## Exercises to complete
• a. For the Small Wonders ebook notebook, decide whether each statement agrees with the text, answering yes or no and quoting the exact words that settle it: (i) the notebook is still where the main ebook generation work happens; (ii) the front matter includes a page about the cover artist; (iii) the check that all files exist and were updated around the same time is already implemented.
• b. Repeat the part of the Small Wonders ebook notebook that opens with the words containing "markdown_it.main.MarkdownIt()" and closes with "('story', 'poem', 'reprint')".

## Provided passage
(begin)
# Build Small Wonders Ebook

This was a proof-of-concept notebook to develop the ebook generation script. The real action now is in `build_ebook.py`.

### Setup

In [1]:
import datetime
import re
import uuid
from collections import OrderedDict
from itertools import pairwise
from pathlib import Path

from ebooklib import epub
from markdown_it import MarkdownIt
from PIL import Image

In [2]:
md = MarkdownIt("commonmark", {"typographer": True})
md.enable(["replacements", "smartquotes"])

markdown_it.main.MarkdownIt()

In [3]:
front_matter = ['0a-about.md', '0b-cover-artist.md', '0c-keyhole.md']
front_matter_titles = ["Title Page & Copyright", "About the Cover Artist", "Thru the Keyhole"]
front_matter_paths = [Path(fn) for fn in front_matter]

# Generate filenames for all pieces
content_types = ('story', 'poem', 'reprint')
pieces = [f"{idx+1}a-{content_types[idx % 3]}.md" for idx in range(0,9)]
author_bios = [f"{idx+1}b-author.md" for idx in range(0,9)]
piece_paths = [Path(fn) for fn in pieces]
author_bio_paths = [Path(fn) for fn in author_bios]

editors_path = Path("editors.txt")

description_path = Path("description.html")
stylesheet_path = Path("stylesheet.css")

images_path = Path("images")
cover_path = images_path / "cover.jpg"

In [4]:
magazine_subjects = [
    'magazine',
    'science fiction',
    'fantasy',
    'science fiction magazine',
    'Science Fiction - Short Stories',
    'Science Fiction - Poetry',
    'Science Fiction &amp; Fantasy',
    'short fiction',
    'short stories',
    'poetry'
]

In [5]:
# TODO check all files' existence and that their update times are ~ the same (w/in a day)

### Prep

In [6]:
# Get titles and authors
titles = []
authors = []
errs = []
for fp in piece_paths:
    content = md.parse(fp.read_text(encoding='utf-8'))
(end)
## Records supplied
(begin)
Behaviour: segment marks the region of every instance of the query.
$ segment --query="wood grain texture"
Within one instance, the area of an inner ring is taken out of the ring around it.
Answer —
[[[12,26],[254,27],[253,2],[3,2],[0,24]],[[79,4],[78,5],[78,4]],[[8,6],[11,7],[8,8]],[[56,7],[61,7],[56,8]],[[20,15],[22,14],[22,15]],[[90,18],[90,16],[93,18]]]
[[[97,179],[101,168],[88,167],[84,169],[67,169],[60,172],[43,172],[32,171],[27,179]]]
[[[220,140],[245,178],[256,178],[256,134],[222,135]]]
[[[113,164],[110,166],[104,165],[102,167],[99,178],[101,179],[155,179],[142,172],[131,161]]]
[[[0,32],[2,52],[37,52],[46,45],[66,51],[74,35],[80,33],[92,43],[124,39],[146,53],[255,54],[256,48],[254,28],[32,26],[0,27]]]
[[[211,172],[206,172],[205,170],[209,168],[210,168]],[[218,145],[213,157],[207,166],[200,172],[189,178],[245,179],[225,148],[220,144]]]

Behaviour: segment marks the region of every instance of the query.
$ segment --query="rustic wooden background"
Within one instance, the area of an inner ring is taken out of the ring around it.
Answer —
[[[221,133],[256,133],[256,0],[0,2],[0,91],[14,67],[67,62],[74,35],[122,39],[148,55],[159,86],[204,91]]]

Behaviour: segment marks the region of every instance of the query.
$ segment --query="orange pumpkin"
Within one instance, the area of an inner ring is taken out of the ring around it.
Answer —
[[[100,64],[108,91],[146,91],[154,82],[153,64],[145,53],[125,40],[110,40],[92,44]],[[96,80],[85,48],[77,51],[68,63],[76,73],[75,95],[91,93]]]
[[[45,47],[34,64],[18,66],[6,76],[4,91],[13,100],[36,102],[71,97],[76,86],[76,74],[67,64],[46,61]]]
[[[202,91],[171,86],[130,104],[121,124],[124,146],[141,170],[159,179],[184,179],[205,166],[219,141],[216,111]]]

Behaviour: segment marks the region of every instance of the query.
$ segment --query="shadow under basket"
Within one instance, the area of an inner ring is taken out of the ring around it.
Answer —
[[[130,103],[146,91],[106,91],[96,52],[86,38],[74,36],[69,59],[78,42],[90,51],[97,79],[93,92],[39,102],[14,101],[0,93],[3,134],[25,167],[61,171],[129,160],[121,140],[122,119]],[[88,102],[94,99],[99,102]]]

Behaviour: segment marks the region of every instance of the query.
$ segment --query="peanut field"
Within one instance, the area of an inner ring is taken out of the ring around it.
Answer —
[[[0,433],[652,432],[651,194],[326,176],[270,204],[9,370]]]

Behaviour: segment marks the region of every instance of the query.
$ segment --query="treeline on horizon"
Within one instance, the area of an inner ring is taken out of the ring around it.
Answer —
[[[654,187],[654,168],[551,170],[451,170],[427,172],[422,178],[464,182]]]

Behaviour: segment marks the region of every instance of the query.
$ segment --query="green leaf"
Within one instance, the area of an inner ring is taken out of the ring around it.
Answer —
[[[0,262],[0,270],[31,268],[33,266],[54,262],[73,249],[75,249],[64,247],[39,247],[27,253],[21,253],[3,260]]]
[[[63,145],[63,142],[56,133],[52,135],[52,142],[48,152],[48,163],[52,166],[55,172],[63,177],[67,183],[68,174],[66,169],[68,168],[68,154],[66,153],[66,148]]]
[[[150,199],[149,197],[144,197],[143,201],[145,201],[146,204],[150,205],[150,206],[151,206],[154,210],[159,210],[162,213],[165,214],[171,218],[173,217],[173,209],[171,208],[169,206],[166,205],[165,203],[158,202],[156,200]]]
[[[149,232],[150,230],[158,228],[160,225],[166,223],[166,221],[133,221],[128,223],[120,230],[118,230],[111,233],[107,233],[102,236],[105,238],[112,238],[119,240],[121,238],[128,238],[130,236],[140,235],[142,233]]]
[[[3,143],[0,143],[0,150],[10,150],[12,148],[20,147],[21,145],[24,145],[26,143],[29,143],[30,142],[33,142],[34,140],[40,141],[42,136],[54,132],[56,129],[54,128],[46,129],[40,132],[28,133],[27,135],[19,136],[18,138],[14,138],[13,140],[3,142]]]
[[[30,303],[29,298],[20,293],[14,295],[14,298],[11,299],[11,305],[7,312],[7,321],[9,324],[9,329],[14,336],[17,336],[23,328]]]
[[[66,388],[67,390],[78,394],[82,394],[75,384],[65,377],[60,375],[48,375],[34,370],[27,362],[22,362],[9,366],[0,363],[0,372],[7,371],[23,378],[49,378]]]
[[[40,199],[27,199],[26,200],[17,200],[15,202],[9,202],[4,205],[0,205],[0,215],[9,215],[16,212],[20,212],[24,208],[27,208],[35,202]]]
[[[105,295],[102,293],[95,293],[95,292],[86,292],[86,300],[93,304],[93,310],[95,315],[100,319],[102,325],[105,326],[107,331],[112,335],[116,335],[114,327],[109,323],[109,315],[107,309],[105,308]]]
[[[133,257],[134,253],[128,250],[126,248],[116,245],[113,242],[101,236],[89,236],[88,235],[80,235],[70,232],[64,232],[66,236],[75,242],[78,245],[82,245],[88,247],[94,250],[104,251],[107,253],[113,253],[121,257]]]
(end)
## Answers
• a.
(i) No: "The real action now is in `build_ebook.py`."
(ii) Yes: "About the Cover Artist"
(iii) No: "# TODO check all files' existence and that their update times are ~ the same (w/in a day)"

• b.
markdown_it.main.MarkdownIt()

In [3]:
front_matter = ['0a-about.md', '0b-cover-artist.md', '0c-keyhole.md']
front_matter_titles = ["Title Page & Copyright", "About the Cover Artist", "Thru the Keyhole"]
front_matter_paths = [Path(fn) for fn in front_matter]

# Generate filenames for all pieces
content_types = ('story', 'poem', 'reprint')